=== GEZEIGTER TEXTABSCHNITT ===
● ● ● ● ●
Die schleswig-holsteinischen Piraten wollten mit Programmarbeit am Wochenende inhaltliche Schwächen aufarbeiten.

Henstedt-Ulzburg. Ein Jahr vor der Bundestagswahl wollen die Nord-Piraten wieder zurückfinden zum Erfolgskurs. Bei manchen Parteien wisse man schon vorher, was kommt – „stellt euch breiter auf“, riet in seinem Grußwort zur Eröffnung des Landesparteitags der Bürgervorsteher von Henstedt-Ulzburg (Kreis Segeberg), Carsten Schäfer, der schleswig-holsteinischen Piratenpartei.

Genau dazu kamen am Wochenende etwa 100 der fast 1100 Parteimitglieder ins Bürgerhaus – im Hinterkopf die jüngsten bundesweiten Umfragewerte von nur noch vier Prozent für die Piraten. Der Durchmarsch durch die Landesparlamente von Berlin, dem Saarland, Schleswig-Holstein und Nordrhein-Westfalen hin zum Bundestag 2013 ist damit unsicher. In Schleswig-Holstein wollen die Piraten im nächsten Frühjahr ihre Kandidaten für die Bundestagswahl bestimmen.

Zuvor gilt es, das programmatische Profil zu schärfen. Erste Bausteine für ein Grundsatzprogramm des Landesverbandes wurden bei dem zweitägigen Treffen beschlossen; das Bundesprogramm soll zudem gelten. Insgesamt 43 Programmanträge standen zur Debatte – zu vielen politischen Themen, von der Umwelt, über Bildung und Verkehr bis zur Landwirtschaft. Aber auch ein (angenommener) Antrag „Jeder Mensch hat das Recht auf die eigene Macke“ war dabei, den das behinderte Lübecker Parteimitglied Jörg Stefan Witt einbrachte. Er will dazu beitragen, dass Behinderungen als normal empfunden werden.

Zahlreiche Arbeitsgemeinschaften stellten sich vor und baten um Mitarbeit von Parteimitgliedern. Immer wieder wurde die aggressive Kommunikation in der Partei als Übel benannt, das vor allem Frauen in der von Männern dominierten Partei abschrecke. „Der Umgangston ist, um das mal deutlich zu sagen, zum Kotzen“, sagte ein Frau vor dem Parteitag.
● ● ● ● ●
=== AUFGABENSTELLUNG ===
Wie viele Programmanträge standen laut dem Bericht über den Landesparteitag der Piraten insgesamt zur Debatte?

=== DATENAUSZÜGE ===
● ● ● ● ●
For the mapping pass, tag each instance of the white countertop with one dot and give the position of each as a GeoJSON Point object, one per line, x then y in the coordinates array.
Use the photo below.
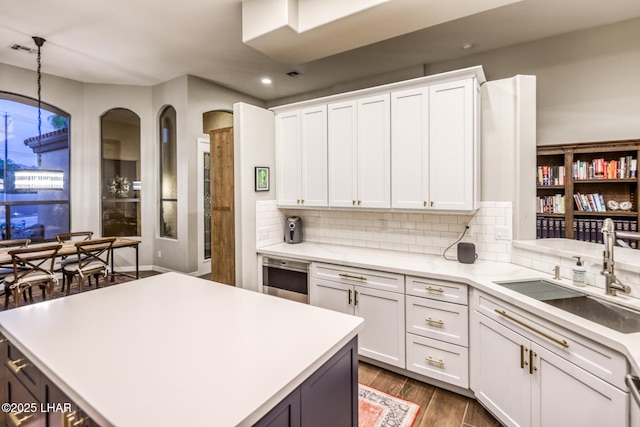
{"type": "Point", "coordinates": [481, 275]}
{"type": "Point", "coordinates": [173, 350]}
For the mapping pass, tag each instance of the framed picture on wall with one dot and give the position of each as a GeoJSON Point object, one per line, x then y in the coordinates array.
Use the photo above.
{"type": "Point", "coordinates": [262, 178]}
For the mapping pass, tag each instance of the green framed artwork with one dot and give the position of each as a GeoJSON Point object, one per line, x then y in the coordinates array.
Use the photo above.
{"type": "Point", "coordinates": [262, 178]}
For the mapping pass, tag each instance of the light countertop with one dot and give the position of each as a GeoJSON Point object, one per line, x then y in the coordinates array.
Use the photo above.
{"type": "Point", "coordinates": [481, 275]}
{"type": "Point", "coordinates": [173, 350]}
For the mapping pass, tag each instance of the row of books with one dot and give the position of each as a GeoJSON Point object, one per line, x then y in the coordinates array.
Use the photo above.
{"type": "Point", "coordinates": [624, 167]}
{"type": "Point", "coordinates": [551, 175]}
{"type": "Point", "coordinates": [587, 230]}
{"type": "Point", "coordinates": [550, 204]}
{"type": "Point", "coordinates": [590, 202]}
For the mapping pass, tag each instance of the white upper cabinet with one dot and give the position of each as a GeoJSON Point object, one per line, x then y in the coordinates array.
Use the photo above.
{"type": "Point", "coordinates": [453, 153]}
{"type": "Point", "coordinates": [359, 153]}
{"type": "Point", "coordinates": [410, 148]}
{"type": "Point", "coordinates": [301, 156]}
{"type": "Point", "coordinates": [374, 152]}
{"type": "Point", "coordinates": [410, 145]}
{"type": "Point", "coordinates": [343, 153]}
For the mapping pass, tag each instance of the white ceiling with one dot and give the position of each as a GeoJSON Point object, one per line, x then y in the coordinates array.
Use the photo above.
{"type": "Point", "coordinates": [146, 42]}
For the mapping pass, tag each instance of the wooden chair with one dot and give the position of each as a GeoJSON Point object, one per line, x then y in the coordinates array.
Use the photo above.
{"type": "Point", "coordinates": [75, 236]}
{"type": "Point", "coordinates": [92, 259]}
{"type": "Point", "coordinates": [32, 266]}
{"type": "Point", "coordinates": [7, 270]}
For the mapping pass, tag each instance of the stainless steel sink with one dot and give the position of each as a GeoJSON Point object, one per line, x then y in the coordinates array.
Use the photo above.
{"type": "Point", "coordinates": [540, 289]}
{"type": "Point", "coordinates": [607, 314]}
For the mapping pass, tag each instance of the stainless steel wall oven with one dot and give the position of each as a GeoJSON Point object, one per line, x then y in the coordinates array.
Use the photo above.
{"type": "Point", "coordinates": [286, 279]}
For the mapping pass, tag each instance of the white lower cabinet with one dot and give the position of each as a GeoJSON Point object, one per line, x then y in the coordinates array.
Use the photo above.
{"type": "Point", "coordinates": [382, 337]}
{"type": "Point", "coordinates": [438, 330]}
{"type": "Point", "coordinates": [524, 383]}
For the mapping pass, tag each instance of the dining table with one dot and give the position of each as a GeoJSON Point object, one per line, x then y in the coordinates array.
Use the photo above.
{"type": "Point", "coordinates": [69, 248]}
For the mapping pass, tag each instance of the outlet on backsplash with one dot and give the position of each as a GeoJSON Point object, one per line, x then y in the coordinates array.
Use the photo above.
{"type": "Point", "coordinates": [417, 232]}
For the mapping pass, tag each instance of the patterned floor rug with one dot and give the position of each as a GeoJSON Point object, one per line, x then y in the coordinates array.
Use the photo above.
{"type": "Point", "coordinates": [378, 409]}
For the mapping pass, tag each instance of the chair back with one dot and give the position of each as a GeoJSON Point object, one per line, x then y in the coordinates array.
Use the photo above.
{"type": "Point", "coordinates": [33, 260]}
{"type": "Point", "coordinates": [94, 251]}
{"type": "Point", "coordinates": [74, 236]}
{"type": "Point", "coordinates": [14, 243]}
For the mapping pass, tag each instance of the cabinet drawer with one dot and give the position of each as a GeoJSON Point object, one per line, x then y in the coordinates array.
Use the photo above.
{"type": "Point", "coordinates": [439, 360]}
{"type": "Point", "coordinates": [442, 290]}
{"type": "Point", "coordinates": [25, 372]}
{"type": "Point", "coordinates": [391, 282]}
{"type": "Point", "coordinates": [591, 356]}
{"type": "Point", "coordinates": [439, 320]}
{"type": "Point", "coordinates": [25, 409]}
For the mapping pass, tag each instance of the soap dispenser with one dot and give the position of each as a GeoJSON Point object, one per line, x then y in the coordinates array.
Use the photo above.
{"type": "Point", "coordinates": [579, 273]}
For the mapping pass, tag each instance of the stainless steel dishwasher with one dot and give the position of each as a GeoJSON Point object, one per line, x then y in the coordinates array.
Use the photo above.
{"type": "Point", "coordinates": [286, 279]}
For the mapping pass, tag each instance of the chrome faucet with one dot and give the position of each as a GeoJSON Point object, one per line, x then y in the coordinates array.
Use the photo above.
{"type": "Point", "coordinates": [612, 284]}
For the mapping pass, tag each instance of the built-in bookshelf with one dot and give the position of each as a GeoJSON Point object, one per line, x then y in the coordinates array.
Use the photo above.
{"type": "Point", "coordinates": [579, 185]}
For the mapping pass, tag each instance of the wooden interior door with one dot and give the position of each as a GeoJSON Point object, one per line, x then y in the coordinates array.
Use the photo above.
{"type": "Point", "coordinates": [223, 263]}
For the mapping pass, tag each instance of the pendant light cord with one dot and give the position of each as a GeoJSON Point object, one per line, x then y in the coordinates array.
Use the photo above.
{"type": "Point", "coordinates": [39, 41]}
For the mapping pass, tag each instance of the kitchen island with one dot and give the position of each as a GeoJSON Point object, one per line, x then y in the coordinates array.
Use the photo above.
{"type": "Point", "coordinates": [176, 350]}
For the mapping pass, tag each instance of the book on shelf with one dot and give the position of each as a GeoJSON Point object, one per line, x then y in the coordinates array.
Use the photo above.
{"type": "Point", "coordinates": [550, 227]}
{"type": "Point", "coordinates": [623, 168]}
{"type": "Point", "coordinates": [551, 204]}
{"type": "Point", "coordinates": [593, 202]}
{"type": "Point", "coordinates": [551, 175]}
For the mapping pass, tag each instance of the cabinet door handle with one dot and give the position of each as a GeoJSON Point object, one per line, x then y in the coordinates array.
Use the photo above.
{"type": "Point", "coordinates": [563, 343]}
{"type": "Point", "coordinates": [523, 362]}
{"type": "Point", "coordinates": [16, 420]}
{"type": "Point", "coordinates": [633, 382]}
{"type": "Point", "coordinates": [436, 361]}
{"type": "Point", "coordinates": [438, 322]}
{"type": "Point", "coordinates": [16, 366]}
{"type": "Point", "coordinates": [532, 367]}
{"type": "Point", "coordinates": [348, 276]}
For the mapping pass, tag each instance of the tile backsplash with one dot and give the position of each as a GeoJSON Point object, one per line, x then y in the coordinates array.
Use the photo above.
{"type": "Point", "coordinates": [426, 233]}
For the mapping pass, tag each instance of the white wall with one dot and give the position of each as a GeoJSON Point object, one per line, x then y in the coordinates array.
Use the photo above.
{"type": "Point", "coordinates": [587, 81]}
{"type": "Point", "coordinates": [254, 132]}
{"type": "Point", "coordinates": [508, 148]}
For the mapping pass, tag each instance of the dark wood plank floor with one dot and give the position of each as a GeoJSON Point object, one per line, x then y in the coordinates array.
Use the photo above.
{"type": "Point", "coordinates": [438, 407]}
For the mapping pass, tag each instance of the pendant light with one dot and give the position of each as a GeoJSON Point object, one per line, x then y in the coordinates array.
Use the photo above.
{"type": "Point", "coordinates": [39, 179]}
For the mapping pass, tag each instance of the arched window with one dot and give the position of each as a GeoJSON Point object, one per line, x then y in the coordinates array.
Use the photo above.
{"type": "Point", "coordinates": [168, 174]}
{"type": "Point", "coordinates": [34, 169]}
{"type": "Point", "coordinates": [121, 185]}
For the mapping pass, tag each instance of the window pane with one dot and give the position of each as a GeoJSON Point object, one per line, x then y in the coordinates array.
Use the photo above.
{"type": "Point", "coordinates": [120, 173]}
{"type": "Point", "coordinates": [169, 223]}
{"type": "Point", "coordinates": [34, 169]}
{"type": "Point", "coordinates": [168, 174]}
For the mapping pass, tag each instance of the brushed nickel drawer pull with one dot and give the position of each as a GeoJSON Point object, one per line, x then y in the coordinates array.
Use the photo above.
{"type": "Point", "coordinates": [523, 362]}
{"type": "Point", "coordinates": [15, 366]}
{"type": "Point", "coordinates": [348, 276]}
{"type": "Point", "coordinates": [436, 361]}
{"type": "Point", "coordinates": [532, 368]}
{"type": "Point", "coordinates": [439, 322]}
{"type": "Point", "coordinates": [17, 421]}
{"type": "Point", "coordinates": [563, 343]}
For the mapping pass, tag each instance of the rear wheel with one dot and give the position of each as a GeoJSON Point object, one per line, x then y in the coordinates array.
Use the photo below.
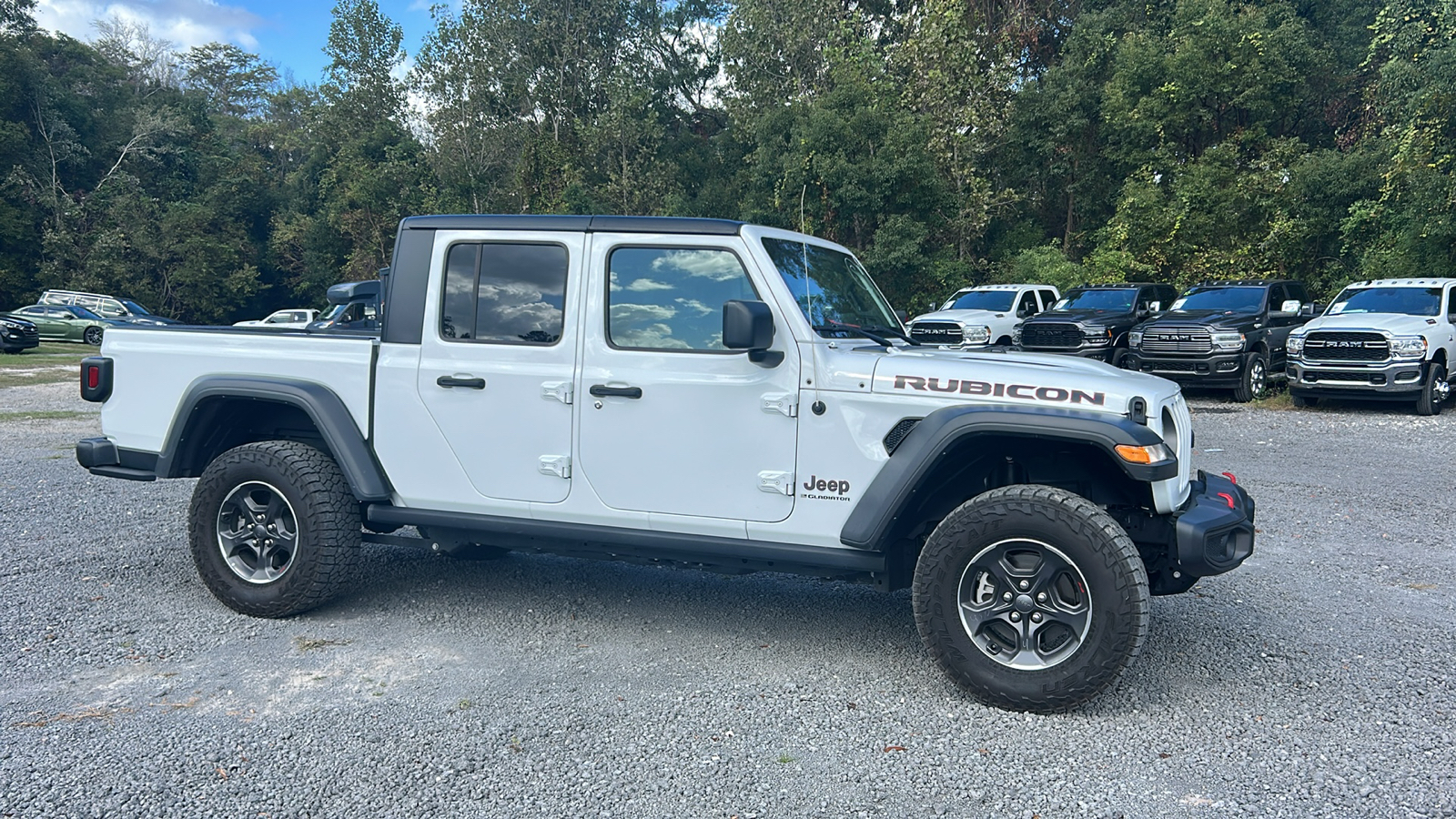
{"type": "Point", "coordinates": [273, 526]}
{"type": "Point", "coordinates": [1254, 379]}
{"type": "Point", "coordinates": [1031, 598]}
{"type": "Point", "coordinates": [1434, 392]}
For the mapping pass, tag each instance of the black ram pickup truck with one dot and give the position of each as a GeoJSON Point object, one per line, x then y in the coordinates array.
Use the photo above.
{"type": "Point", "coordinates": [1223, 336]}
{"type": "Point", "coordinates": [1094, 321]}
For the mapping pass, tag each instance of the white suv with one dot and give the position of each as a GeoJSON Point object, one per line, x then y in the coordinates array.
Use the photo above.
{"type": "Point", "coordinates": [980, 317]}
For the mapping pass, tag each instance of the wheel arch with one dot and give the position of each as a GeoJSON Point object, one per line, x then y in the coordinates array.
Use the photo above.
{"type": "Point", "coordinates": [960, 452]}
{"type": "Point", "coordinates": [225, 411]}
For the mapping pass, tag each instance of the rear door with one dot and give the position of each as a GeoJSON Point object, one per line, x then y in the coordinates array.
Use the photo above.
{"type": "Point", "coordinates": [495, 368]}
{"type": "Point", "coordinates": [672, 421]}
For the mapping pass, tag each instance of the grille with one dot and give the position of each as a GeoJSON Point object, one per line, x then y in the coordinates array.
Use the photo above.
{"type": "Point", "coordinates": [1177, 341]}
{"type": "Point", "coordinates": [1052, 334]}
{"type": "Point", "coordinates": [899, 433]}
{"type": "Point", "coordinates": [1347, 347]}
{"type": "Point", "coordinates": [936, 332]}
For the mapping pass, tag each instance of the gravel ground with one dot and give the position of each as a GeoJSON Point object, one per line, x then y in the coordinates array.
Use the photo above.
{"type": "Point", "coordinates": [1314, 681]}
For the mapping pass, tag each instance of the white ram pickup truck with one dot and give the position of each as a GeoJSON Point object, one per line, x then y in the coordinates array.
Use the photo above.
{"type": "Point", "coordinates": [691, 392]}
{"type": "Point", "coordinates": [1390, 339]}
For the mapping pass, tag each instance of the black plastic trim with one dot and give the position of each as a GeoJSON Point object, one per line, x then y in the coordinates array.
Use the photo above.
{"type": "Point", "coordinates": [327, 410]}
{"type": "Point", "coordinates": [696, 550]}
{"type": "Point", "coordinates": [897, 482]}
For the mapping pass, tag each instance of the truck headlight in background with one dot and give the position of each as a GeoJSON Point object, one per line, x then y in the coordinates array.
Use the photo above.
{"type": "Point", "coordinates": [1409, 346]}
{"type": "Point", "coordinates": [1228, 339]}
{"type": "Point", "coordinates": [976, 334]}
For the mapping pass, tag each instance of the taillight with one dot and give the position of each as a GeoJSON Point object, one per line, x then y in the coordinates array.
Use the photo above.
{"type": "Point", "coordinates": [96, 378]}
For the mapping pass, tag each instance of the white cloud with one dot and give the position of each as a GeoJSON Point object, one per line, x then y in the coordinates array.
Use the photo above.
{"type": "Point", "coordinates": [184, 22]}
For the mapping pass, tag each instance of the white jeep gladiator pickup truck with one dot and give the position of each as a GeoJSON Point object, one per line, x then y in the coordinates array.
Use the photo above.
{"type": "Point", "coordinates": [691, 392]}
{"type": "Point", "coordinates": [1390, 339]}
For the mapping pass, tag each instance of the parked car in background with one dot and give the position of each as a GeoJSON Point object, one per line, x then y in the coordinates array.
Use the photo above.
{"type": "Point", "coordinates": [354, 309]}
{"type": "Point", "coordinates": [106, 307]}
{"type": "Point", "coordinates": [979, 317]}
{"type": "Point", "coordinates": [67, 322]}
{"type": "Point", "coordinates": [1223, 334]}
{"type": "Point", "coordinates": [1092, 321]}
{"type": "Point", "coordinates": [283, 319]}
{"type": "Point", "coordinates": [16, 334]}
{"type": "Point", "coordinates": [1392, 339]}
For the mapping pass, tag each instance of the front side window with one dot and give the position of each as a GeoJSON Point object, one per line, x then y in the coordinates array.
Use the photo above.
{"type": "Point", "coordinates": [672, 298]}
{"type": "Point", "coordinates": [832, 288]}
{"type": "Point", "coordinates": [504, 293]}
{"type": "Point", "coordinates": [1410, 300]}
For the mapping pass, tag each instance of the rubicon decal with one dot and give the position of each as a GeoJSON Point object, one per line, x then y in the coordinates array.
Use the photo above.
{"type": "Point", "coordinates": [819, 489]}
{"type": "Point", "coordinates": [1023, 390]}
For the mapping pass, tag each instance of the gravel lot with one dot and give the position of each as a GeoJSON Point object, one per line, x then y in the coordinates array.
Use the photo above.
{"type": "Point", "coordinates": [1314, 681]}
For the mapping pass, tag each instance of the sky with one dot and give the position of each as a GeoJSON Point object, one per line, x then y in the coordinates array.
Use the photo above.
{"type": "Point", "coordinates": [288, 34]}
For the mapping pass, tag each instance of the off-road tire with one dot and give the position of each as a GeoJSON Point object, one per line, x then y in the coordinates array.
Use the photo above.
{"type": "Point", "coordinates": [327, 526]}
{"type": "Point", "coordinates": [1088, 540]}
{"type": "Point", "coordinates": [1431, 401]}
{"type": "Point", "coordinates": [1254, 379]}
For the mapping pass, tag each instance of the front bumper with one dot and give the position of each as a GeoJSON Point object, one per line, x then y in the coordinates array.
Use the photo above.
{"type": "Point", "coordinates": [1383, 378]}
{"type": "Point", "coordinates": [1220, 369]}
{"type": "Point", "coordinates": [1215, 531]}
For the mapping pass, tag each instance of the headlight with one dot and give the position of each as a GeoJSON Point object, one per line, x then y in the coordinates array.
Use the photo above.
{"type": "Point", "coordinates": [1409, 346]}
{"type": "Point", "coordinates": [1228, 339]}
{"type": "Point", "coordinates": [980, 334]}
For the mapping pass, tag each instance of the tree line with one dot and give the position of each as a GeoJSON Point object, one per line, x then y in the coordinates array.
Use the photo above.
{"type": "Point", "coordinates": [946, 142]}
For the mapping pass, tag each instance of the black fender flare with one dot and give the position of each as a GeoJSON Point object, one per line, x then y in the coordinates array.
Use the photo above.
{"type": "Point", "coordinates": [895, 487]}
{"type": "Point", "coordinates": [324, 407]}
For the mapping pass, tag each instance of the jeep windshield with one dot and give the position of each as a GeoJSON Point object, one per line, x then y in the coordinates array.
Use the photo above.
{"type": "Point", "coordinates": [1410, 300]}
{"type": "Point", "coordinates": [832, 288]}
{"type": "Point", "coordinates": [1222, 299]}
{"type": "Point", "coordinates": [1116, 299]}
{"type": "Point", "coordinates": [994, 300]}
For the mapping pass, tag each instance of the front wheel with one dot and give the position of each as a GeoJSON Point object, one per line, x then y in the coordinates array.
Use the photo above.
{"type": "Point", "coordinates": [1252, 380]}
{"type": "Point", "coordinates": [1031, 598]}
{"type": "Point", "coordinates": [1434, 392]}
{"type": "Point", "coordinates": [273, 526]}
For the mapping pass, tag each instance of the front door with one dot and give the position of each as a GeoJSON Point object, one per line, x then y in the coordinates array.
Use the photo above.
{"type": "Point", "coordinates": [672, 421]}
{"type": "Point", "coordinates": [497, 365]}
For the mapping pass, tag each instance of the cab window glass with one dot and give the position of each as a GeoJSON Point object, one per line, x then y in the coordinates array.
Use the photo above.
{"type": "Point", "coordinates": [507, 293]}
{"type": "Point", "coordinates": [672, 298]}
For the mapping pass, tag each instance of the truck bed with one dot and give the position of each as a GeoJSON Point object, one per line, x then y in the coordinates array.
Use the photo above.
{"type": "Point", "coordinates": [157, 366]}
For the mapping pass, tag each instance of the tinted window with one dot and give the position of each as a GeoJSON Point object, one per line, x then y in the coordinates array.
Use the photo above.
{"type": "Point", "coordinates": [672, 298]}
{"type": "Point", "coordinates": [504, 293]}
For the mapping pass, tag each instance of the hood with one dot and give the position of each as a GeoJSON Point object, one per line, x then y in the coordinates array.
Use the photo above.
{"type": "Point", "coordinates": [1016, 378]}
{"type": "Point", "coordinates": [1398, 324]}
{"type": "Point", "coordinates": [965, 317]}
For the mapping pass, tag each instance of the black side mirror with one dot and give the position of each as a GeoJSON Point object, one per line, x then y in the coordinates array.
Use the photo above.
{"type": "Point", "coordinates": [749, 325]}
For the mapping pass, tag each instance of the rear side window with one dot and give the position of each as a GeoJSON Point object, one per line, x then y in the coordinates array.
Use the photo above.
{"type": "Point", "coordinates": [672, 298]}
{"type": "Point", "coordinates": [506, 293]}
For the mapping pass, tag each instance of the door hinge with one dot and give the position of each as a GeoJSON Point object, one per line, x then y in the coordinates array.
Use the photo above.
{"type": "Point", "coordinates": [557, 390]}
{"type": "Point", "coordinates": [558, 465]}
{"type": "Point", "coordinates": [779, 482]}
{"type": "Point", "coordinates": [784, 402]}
● ● ● ● ●
=== LÖSUNG ===
Insgesamt 43 Programmanträge.